Exercise passage Start Marker

Feeding the Outrage Machine

Outrage can be an addictive drug. It seems to inflict people of all political persuasions. Social media seems to have brought this on, but it started before that. CNN was the first to use 24 hour news. Then came Fox and MSNBC. There are countless others now that we have stream our entertainment and news. All of these things put together have created a monster.

The root question usually starts off with “how can you possible support _____ when _____” It’s like political/social/religious Mad Libs. Of course, I’m dating myself with that reference. Those of us of a certain age remember coming up with random nouns, verbs, adjectives, and adverbs to create a hilarious story. In this case we can usually insert political party A into the first blank with whatever outrageous thing we want to throw into the second blank.

So, before we move on let’s ask ourselves some important questions. What purpose is the outrage serving? Who is it serving? Does it help get us anywhere we actually want to go? Usually, this is when someone correctly points out that we should follow the money. Who is profiting from the outrage? It certainly isn’t you or me.

There are 350 million Americans. So, if you write a book that one percent get excited about, you just sold 3.5 million copies. I haven’t sold one percent of that total with a combined five books. Why? Is it because I’m a horrible writer. Perhaps that’s true, but I tend to believe it’s because I’ve never said anything outrageous. Just looking behind the scenes at my statistics for this blog is very revealing. The most popular articles seem to be the most controversial. The most popular one is the one that included the most personal information in it. I’m not the final arbiter on what my best work is. You put stuff out on the public sphere so the public gets to decide what’s good and what’s crap. That’s the way the world works.

So, if i say something outrageous, I actually get rewarded. It doesn’t matter if 99 percent of the world thinks it’s crazy, stupid, or inane. If the one percent is excited enough then you become a millionaire. So, it isn’t hard to see why people throw bombs from their extreme perch on the left or right. Extremism sells.

The social media and internet revolution have given rise to the troll. The troll is the guy (usually guys but girls can be trolls too) that doesn’t contribute anything constructive to the conversation. They just say something outlandish and take a step back. If they are really successful then they cause a fight between two groups of people that were originally all united behind how stupid the troll is. The cardinals rule of trolls is to not feed the troll. Outrage only makes them stronger.

In that vain, the president might be the most successful troll in history. People have their reasons for supporting him. We’ve talked about it before. This isn’t about that. This is about what he gains when we feed the outrage machine. Numerous pundits have noted that the national numbers really haven’t changed all that much since June. Sure, there were a few points up and few points down after each convention. The net result is zero.

What does this mean? It’s pretty simple. Making this race about him really doesn’t move the needle. A large part of him probably enjoys the negative attention. He called veterans suckers and losers. People were outraged. He lied about COVID. People were outraged. Yet, it’s the same thing every time. It’s the same people every time.

They then flip the script. They get their own folks to be outraged about something. So, everyone becomes more and more outraged. No one really changes their mind and we never end up discussing stuff that actually matters. We revert back to the “I don’t understand how you can support _____ when _____.” The end result is that we politicize everything.

On a day to day basis, government isn’t about the big stuff. It’s about the small stuff. It;s about the stuff we’ve either never heard of or really don’t have any disagreements about. The small stuff ends up becoming big stuff to those impacted. It is about helping clean up and rebuild following a major storm. It’s about putting out a fire before it damages more homes and lives. It’s about sniffing out a terrorist plot before it happens. It’s about building safe roads, teaching our children, delivering the mail, and providing dozens of other everyday services every day. Who are the people that will do those jobs best? Those are the questions we usually ask ourselves every other November. It’s time to ask them again.

Exercise passage End Marker

- Exercise description
Please copy word for word the part of the outrage essay above that lies between "The root question" and "isn’t you or me.", inclusive.

Information given Start Marker

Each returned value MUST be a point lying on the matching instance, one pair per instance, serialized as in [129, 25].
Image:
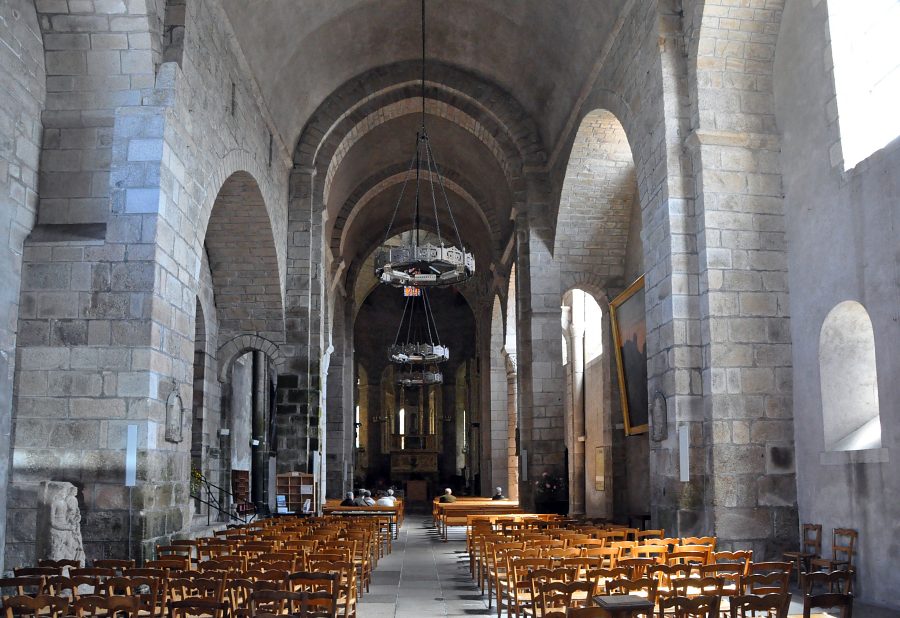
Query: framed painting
[629, 325]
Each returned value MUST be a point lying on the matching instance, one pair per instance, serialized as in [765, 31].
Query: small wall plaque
[659, 421]
[174, 417]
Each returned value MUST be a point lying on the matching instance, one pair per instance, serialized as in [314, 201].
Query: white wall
[843, 245]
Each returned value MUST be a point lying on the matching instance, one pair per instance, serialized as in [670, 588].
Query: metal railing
[202, 491]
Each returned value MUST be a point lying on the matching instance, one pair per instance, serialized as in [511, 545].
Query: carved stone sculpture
[60, 523]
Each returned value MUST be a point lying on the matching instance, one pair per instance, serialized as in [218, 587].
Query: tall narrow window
[866, 54]
[847, 370]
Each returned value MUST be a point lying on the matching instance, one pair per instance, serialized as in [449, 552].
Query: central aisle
[423, 576]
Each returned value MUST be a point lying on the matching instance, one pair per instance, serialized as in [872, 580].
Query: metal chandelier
[415, 264]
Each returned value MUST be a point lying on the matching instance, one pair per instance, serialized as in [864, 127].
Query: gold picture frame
[628, 317]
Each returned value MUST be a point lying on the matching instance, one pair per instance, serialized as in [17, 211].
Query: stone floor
[424, 576]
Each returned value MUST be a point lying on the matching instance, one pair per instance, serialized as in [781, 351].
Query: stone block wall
[23, 83]
[842, 231]
[109, 308]
[744, 302]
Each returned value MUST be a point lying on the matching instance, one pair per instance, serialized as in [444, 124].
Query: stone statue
[63, 518]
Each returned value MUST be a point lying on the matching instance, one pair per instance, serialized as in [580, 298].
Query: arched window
[865, 50]
[849, 380]
[173, 30]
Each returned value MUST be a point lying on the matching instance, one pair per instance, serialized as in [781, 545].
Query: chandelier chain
[444, 193]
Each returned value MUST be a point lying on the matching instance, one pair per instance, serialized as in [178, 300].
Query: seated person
[360, 498]
[384, 500]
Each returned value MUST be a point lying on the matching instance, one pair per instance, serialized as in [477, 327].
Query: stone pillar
[298, 388]
[539, 346]
[259, 436]
[575, 416]
[339, 412]
[512, 424]
[746, 335]
[497, 413]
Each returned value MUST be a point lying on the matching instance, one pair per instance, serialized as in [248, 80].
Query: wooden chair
[709, 541]
[347, 591]
[775, 582]
[606, 556]
[810, 547]
[665, 573]
[237, 593]
[197, 606]
[318, 605]
[656, 552]
[645, 587]
[26, 585]
[60, 564]
[587, 612]
[742, 556]
[45, 571]
[106, 606]
[697, 587]
[685, 607]
[730, 573]
[773, 605]
[62, 586]
[641, 535]
[276, 602]
[828, 581]
[637, 567]
[843, 546]
[829, 600]
[117, 565]
[322, 590]
[39, 606]
[556, 597]
[520, 585]
[601, 576]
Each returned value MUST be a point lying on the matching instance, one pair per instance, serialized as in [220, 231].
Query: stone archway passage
[423, 576]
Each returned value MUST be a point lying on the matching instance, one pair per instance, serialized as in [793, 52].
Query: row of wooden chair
[313, 568]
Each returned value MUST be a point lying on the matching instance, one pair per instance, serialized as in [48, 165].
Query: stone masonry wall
[109, 310]
[23, 83]
[744, 302]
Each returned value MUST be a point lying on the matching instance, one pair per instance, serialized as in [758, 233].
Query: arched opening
[173, 30]
[866, 75]
[587, 415]
[242, 300]
[512, 392]
[423, 437]
[599, 252]
[849, 379]
[198, 438]
[499, 430]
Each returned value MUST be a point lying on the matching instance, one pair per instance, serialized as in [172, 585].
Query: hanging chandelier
[428, 265]
[419, 350]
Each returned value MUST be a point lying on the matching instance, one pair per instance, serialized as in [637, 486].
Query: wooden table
[624, 605]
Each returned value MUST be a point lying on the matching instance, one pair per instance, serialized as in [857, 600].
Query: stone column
[576, 442]
[298, 387]
[512, 426]
[539, 346]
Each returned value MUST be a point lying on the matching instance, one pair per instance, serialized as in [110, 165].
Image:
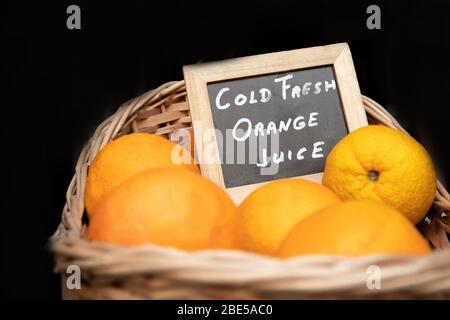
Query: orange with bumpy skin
[354, 228]
[126, 156]
[379, 163]
[169, 207]
[267, 214]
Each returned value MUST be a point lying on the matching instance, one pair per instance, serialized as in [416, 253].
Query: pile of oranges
[377, 184]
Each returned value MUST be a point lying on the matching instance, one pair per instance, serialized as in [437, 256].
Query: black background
[331, 126]
[60, 84]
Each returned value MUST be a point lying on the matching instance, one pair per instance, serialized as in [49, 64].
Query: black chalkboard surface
[271, 116]
[305, 103]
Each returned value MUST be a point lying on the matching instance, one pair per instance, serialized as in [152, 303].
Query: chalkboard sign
[267, 117]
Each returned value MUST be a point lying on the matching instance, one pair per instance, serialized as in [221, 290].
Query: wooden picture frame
[198, 76]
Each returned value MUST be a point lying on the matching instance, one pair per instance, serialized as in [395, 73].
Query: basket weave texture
[114, 272]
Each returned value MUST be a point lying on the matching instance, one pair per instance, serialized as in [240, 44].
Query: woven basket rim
[258, 272]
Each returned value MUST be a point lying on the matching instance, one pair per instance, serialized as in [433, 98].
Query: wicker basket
[114, 272]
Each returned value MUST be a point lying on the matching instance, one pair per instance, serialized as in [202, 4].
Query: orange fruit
[267, 214]
[383, 164]
[169, 207]
[354, 228]
[126, 156]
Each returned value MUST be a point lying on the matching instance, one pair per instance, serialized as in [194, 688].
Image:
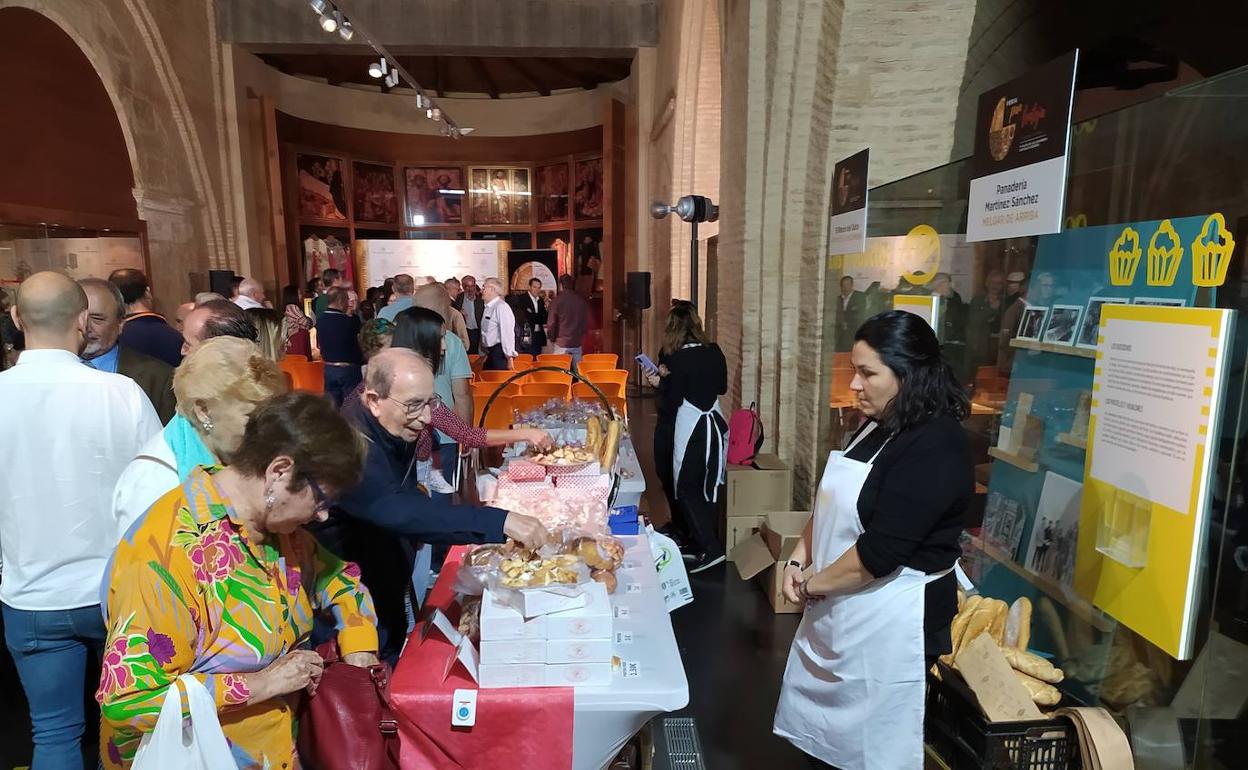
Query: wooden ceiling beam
[527, 74]
[478, 66]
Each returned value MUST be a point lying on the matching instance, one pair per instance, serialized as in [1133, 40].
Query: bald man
[396, 404]
[80, 427]
[251, 295]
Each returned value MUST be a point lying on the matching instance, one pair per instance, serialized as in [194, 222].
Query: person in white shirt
[497, 327]
[251, 293]
[79, 428]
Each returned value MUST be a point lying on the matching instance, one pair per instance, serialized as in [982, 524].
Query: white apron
[854, 688]
[689, 418]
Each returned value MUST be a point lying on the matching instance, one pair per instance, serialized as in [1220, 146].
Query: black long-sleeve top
[378, 523]
[912, 509]
[697, 373]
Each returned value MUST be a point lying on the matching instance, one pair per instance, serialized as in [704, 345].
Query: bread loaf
[1033, 665]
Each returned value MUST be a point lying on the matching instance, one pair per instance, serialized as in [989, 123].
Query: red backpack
[744, 436]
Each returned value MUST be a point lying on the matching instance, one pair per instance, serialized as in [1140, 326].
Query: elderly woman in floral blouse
[219, 579]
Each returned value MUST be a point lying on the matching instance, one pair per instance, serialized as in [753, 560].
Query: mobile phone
[647, 363]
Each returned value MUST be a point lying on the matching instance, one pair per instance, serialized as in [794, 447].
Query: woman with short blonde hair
[217, 387]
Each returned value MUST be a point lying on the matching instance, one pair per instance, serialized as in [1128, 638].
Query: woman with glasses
[217, 387]
[220, 580]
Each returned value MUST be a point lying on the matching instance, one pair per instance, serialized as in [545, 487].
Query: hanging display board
[1156, 402]
[846, 230]
[381, 258]
[1021, 144]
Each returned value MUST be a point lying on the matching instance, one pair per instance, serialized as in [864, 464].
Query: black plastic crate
[957, 729]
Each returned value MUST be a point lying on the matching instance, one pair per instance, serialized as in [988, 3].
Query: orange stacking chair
[559, 360]
[499, 413]
[546, 389]
[549, 377]
[598, 360]
[610, 376]
[608, 388]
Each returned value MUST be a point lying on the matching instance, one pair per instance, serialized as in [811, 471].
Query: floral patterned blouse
[190, 592]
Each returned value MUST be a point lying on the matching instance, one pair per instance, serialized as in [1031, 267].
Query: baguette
[1042, 693]
[1033, 665]
[1018, 624]
[997, 628]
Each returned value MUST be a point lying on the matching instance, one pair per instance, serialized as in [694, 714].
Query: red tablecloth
[518, 729]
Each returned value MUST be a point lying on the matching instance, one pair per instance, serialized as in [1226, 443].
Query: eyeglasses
[413, 408]
[322, 501]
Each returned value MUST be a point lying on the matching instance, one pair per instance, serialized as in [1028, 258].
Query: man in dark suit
[536, 316]
[105, 310]
[145, 330]
[471, 297]
[850, 313]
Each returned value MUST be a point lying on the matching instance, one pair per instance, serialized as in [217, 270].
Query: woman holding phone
[880, 548]
[690, 434]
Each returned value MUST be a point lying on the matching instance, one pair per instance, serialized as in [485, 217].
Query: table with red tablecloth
[542, 728]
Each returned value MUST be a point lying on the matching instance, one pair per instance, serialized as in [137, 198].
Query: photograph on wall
[496, 196]
[588, 200]
[1055, 531]
[1032, 322]
[1063, 321]
[434, 195]
[322, 190]
[1090, 327]
[1161, 301]
[373, 194]
[552, 192]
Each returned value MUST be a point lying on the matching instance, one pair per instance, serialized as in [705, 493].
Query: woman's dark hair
[927, 385]
[310, 431]
[418, 328]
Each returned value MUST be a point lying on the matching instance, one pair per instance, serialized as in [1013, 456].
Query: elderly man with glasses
[382, 522]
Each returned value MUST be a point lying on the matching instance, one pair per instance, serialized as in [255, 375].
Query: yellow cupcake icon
[1125, 258]
[1211, 252]
[1165, 255]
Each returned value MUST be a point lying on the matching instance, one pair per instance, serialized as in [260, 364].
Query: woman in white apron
[690, 434]
[879, 552]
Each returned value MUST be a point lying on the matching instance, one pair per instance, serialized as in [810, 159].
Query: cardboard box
[549, 652]
[595, 620]
[763, 555]
[753, 491]
[542, 675]
[738, 529]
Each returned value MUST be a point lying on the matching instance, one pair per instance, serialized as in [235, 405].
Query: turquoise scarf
[189, 448]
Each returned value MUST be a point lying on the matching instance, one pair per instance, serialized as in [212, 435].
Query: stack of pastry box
[555, 642]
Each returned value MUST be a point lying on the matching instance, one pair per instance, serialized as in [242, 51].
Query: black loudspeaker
[221, 281]
[638, 291]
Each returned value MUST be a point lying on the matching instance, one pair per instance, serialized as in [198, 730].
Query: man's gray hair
[386, 365]
[109, 287]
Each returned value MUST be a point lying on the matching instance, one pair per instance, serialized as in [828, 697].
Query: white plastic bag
[673, 577]
[199, 745]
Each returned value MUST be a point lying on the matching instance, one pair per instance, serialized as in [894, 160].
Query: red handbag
[348, 724]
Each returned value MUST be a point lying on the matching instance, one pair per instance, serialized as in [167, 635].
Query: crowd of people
[172, 508]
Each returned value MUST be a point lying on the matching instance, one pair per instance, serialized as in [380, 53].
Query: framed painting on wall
[322, 191]
[588, 200]
[373, 192]
[499, 196]
[434, 195]
[552, 192]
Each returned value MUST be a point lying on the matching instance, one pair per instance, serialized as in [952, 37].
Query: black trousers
[496, 360]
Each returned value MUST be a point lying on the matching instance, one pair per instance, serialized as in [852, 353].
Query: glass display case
[1018, 321]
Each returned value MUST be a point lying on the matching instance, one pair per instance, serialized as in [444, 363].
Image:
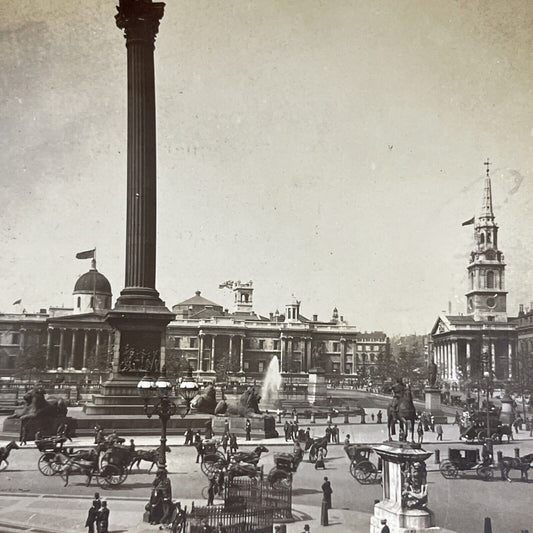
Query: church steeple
[486, 209]
[486, 297]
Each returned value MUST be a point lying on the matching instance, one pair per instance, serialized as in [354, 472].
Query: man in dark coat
[102, 520]
[91, 518]
[327, 491]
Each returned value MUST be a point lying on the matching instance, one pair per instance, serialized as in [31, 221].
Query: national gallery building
[76, 343]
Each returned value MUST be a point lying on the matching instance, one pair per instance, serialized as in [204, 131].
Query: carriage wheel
[46, 464]
[109, 477]
[496, 437]
[448, 470]
[365, 472]
[279, 478]
[313, 453]
[482, 435]
[485, 473]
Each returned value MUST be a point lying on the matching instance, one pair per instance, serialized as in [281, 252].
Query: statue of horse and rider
[401, 410]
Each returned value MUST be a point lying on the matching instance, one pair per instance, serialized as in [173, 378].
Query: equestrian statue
[401, 410]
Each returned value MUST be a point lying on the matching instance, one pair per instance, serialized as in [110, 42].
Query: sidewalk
[34, 513]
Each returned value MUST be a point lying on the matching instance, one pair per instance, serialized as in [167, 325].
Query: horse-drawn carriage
[361, 467]
[286, 464]
[462, 460]
[49, 448]
[314, 446]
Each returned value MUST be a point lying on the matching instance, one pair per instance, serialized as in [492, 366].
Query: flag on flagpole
[88, 254]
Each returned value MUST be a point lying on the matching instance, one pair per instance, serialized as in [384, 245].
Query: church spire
[486, 209]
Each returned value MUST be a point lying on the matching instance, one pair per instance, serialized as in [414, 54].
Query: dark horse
[4, 454]
[401, 410]
[516, 463]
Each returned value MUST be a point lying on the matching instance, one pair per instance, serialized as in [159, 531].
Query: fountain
[271, 385]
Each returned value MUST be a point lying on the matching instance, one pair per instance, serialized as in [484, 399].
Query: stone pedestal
[404, 504]
[433, 403]
[316, 389]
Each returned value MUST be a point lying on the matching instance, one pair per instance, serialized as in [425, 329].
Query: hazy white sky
[329, 149]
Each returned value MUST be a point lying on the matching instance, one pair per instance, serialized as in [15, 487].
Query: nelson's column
[139, 317]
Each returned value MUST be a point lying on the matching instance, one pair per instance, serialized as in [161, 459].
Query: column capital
[139, 19]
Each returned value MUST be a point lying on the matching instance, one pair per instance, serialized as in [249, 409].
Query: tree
[411, 365]
[176, 363]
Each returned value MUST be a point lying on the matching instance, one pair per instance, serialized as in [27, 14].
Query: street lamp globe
[188, 387]
[163, 386]
[145, 387]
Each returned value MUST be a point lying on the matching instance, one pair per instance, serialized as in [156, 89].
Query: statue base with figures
[317, 388]
[404, 506]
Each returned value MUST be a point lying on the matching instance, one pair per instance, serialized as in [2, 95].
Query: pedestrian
[286, 430]
[385, 528]
[102, 520]
[420, 432]
[326, 502]
[211, 491]
[199, 452]
[319, 463]
[23, 432]
[233, 446]
[97, 502]
[225, 439]
[347, 441]
[91, 518]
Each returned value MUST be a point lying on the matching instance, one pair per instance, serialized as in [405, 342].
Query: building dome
[92, 292]
[92, 281]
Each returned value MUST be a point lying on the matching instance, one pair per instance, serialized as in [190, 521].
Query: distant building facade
[77, 341]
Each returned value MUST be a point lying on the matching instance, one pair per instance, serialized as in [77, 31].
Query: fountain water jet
[271, 385]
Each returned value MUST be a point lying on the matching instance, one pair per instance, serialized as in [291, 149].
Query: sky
[328, 150]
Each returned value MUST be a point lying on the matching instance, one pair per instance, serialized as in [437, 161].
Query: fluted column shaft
[140, 22]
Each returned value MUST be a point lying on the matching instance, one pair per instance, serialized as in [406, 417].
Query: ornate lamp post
[158, 394]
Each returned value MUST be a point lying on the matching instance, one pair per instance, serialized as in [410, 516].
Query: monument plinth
[316, 389]
[433, 401]
[405, 498]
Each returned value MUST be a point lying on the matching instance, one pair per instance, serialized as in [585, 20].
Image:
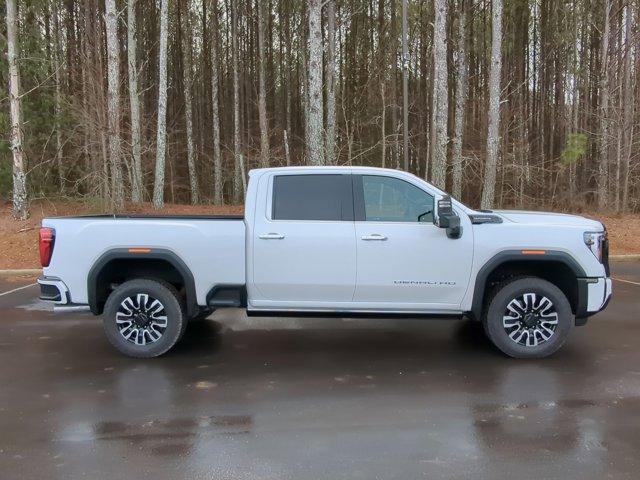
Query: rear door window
[312, 197]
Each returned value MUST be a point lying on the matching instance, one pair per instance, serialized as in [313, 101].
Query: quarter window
[312, 197]
[389, 199]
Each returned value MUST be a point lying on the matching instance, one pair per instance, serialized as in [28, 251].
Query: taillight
[47, 239]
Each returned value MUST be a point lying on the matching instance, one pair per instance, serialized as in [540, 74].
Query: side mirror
[445, 217]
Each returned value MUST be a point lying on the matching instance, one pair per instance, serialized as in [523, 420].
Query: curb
[631, 257]
[20, 272]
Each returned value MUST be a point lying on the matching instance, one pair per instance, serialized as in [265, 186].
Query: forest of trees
[505, 103]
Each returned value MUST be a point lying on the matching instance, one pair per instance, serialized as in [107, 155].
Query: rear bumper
[52, 289]
[594, 295]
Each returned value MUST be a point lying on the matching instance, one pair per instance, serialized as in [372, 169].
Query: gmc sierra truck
[334, 241]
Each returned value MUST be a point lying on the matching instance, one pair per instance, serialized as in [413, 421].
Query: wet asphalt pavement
[317, 398]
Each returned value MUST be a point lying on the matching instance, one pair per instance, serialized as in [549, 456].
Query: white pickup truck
[342, 241]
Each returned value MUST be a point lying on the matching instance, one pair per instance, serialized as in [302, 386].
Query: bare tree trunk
[188, 104]
[20, 209]
[287, 154]
[161, 136]
[461, 101]
[57, 65]
[113, 102]
[405, 87]
[383, 140]
[440, 109]
[134, 102]
[262, 100]
[315, 110]
[493, 130]
[217, 156]
[628, 124]
[330, 83]
[237, 153]
[603, 152]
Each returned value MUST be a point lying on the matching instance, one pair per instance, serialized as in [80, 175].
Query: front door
[304, 248]
[404, 261]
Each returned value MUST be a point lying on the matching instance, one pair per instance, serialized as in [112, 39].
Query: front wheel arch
[556, 267]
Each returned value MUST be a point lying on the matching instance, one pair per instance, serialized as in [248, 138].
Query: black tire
[508, 325]
[173, 318]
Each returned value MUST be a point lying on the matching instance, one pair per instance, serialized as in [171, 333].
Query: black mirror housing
[447, 218]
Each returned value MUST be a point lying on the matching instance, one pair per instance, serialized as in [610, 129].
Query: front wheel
[528, 317]
[144, 318]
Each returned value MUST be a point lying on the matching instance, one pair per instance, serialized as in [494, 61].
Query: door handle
[374, 236]
[271, 236]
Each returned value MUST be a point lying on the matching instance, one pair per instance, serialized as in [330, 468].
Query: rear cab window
[321, 197]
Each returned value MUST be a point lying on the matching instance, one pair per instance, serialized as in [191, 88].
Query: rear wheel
[144, 318]
[528, 317]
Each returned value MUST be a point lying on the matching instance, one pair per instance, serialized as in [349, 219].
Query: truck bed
[212, 247]
[142, 216]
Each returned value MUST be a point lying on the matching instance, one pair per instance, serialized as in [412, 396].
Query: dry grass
[19, 239]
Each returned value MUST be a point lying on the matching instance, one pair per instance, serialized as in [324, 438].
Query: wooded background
[514, 103]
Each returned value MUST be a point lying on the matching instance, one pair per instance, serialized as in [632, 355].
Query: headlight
[594, 241]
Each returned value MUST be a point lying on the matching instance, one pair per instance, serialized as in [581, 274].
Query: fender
[151, 254]
[517, 255]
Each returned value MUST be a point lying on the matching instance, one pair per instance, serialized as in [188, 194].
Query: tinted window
[312, 197]
[388, 199]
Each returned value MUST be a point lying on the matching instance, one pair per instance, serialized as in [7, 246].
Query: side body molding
[517, 255]
[154, 254]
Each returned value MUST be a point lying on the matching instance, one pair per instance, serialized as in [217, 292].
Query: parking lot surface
[269, 398]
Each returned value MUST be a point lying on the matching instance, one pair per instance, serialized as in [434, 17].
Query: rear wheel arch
[557, 267]
[160, 264]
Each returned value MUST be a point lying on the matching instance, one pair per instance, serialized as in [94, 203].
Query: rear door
[304, 248]
[404, 261]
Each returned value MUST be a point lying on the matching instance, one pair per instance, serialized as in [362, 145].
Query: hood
[549, 218]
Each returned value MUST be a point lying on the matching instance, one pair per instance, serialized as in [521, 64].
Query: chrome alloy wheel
[530, 319]
[141, 319]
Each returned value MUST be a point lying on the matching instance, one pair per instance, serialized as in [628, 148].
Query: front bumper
[594, 295]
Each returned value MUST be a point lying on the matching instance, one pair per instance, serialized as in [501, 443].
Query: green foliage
[575, 148]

Information given End Marker

- The completed task
The root question usually starts off with “how can you possible support _____ when _____” It’s like political/social/religious Mad Libs. Of course, I’m dating myself with that reference. Those of us of a certain age remember coming up with random nouns, verbs, adjectives, and adverbs to create a hilarious story. In this case we can usually insert political party A into the first blank with whatever outrageous thing we want to throw into the second blank.

So, before we move on let’s ask ourselves some important questions. What purpose is the outrage serving? Who is it serving? Does it help get us anywhere we actually want to go? Usually, this is when someone correctly points out that we should follow the money. Who is profiting from the outrage? It certainly isn’t you or me.